◆ **INSTRUCTIONS FOR THE TASK**
Reproduce everything from the line containing "Task: locate the soap" down to the end of the entries, substituting "houseplant" for "potted plant" and leaving all else unchanged. Omit the pictures from your reproduction.

Named-object pointing entries:
- - -

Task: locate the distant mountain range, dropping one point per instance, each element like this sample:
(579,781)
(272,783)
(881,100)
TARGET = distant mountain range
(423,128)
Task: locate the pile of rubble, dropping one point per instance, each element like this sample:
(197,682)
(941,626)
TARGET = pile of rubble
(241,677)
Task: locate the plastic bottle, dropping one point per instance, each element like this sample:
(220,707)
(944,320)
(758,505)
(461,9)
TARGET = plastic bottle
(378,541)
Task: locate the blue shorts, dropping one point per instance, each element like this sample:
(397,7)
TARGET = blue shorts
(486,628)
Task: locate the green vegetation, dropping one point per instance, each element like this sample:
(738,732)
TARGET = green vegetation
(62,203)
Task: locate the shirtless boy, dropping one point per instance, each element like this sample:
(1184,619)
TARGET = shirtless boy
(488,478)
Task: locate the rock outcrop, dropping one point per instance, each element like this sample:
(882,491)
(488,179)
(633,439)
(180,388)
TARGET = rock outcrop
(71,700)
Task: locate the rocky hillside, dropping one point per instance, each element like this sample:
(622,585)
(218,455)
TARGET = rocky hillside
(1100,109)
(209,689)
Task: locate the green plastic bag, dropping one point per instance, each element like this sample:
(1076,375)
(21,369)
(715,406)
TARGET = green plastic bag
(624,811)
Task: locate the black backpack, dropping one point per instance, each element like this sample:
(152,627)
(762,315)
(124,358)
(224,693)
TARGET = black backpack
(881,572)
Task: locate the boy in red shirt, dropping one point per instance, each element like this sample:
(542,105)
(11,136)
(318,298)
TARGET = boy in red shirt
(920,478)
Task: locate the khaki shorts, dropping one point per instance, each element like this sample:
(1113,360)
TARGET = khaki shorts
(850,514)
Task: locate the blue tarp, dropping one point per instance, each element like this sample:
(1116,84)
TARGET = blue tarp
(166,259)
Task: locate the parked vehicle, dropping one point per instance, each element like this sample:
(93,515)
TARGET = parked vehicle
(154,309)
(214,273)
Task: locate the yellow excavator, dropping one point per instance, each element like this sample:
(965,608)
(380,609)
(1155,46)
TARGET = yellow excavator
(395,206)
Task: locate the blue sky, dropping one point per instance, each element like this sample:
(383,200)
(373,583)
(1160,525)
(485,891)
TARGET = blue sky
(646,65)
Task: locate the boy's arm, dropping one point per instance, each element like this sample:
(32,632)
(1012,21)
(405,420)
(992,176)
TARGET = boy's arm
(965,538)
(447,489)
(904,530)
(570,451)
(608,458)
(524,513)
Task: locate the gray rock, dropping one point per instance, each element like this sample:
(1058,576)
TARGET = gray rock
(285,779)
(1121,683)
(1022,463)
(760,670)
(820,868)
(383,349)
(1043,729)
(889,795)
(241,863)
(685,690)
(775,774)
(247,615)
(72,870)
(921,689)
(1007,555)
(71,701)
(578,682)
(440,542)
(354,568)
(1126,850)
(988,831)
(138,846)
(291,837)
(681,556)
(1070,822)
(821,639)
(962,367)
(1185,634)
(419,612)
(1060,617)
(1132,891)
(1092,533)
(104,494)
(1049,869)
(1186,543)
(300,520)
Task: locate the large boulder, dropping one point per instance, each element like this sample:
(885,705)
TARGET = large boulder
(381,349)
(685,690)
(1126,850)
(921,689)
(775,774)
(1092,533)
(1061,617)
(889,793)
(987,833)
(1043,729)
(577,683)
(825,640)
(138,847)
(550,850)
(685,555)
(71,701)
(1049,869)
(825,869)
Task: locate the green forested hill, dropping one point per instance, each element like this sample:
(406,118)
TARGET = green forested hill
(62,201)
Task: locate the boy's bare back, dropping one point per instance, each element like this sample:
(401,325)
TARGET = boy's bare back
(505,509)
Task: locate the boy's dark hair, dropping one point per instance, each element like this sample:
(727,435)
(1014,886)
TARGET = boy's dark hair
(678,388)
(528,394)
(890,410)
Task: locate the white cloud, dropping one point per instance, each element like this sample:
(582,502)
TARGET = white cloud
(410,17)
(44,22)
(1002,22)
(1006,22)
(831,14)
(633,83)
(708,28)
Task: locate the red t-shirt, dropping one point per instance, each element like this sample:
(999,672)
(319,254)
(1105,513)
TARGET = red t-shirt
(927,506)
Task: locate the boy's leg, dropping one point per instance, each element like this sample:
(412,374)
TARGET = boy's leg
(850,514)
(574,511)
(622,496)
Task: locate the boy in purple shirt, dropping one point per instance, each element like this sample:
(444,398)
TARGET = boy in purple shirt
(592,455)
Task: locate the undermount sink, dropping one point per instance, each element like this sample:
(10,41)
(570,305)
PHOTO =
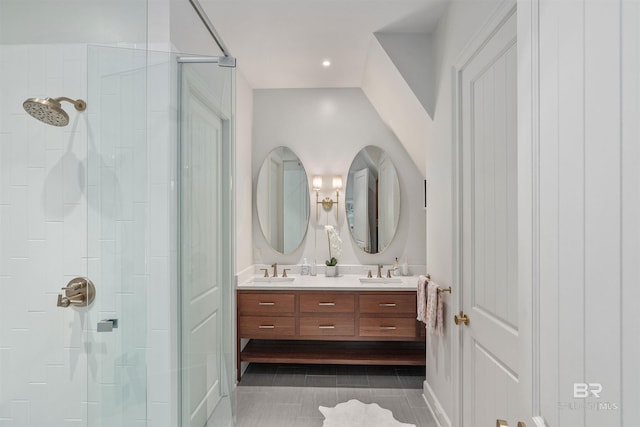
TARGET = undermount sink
(273,279)
(380,280)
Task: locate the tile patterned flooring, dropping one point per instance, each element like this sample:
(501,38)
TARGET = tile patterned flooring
(289,395)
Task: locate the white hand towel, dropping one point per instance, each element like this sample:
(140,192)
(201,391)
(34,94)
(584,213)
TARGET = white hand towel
(432,303)
(421,299)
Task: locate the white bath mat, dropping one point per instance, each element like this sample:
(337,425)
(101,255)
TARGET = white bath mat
(357,414)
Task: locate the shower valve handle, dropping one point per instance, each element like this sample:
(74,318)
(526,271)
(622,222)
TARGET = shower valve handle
(79,292)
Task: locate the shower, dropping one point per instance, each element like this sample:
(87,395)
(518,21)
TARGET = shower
(49,111)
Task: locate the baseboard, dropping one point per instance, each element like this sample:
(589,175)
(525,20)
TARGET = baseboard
(442,420)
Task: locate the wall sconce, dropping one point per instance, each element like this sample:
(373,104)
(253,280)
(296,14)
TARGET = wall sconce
(327,202)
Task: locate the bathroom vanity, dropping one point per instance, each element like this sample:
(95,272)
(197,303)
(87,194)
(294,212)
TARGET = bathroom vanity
(344,320)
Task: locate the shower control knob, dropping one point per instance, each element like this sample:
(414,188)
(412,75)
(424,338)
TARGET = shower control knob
(79,292)
(63,301)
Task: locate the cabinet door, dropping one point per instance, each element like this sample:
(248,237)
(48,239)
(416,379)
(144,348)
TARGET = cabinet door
(387,327)
(266,303)
(266,327)
(327,326)
(327,302)
(388,303)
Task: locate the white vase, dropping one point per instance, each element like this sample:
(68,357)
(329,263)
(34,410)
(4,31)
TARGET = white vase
(331,271)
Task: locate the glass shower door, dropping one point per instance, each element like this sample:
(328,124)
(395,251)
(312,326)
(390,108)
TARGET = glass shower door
(117,196)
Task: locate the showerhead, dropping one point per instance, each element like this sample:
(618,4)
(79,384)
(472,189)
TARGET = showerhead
(49,111)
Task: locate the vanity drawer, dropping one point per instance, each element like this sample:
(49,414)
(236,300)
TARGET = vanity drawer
(387,327)
(388,303)
(266,327)
(266,303)
(327,326)
(327,302)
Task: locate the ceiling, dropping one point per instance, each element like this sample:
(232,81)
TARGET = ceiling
(282,43)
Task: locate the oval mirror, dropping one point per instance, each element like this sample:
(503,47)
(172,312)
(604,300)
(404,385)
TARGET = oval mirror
(372,200)
(282,200)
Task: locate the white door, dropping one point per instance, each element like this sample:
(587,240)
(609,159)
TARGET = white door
(491,342)
(200,254)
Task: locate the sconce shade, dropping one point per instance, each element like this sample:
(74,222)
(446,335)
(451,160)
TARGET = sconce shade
(337,182)
(317,182)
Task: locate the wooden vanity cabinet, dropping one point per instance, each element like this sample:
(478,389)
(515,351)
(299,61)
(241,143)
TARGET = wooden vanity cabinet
(356,327)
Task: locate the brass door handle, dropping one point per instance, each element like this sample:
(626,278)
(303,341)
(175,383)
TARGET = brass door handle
(463,318)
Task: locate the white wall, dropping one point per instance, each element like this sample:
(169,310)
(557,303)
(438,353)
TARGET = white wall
(455,29)
(326,128)
(395,102)
(589,207)
(243,181)
(412,55)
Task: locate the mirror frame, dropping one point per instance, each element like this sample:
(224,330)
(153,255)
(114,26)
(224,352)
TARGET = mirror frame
(303,187)
(349,190)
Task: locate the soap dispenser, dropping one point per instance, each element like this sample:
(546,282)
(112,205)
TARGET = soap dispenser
(304,269)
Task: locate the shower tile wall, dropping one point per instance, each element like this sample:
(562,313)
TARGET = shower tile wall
(43,220)
(46,373)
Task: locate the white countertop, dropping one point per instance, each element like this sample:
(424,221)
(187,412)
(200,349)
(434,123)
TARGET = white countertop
(347,282)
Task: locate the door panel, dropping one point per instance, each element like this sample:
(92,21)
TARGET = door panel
(204,234)
(200,250)
(116,236)
(489,231)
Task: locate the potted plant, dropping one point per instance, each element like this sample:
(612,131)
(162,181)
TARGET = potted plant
(335,249)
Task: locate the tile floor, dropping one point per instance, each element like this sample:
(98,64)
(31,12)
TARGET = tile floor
(289,395)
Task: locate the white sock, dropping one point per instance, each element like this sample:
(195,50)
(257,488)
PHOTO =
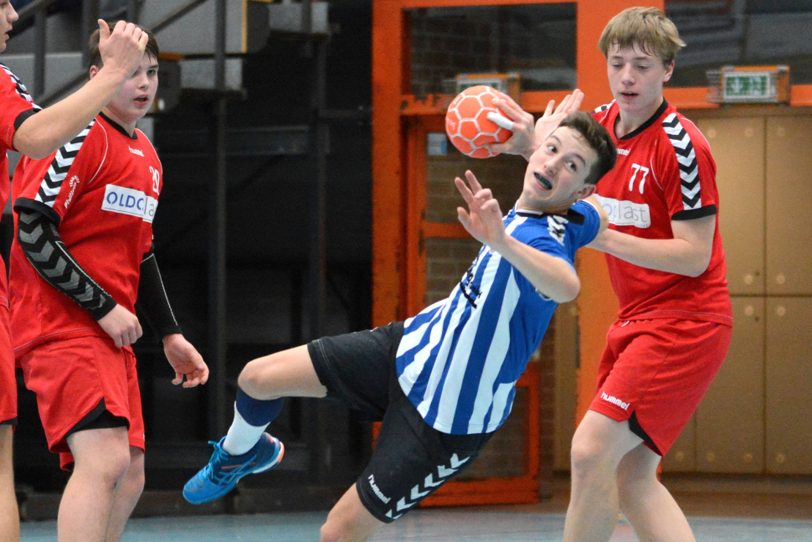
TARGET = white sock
(242,436)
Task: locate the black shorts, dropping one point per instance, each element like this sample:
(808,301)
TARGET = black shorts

- - -

◆ **EXPECTED OUTPUT**
Task: locate the soap dispenser, dropping one point per instance, each element like this sample:
(546,282)
(112,205)
TARGET = soap dispenser
(304,269)
Task: locate the shower tile wall, dropping one point per instance, each element like this sample:
(562,313)
TARGET = shower tile wall
(43,220)
(46,373)
Task: locate the white countertop, dropping one point per instance, each element like this sample:
(424,221)
(187,412)
(200,349)
(434,123)
TARGET = white countertop
(347,282)
Task: locate the door panel, dropping one point per instance, each element like this sample:
(92,21)
TARGET = door panel
(204,234)
(200,250)
(116,236)
(489,231)
Task: locate the houseplant, dropping one point per instance, each element like this sample:
(612,131)
(162,181)
TARGET = houseplant
(335,249)
Task: locate the tile floor, dropping one point per instance, each element like this sample:
(98,64)
(31,12)
TARGET = tile floor
(289,395)
Task: locate the white sock, dropping one point per instance, each element like this sample:
(195,50)
(257,488)
PHOTO =
TARGET = white sock
(242,436)
Task: locate the black shorts, dropping one point per instance, each element like this sample:
(808,301)
TARGET = black shorts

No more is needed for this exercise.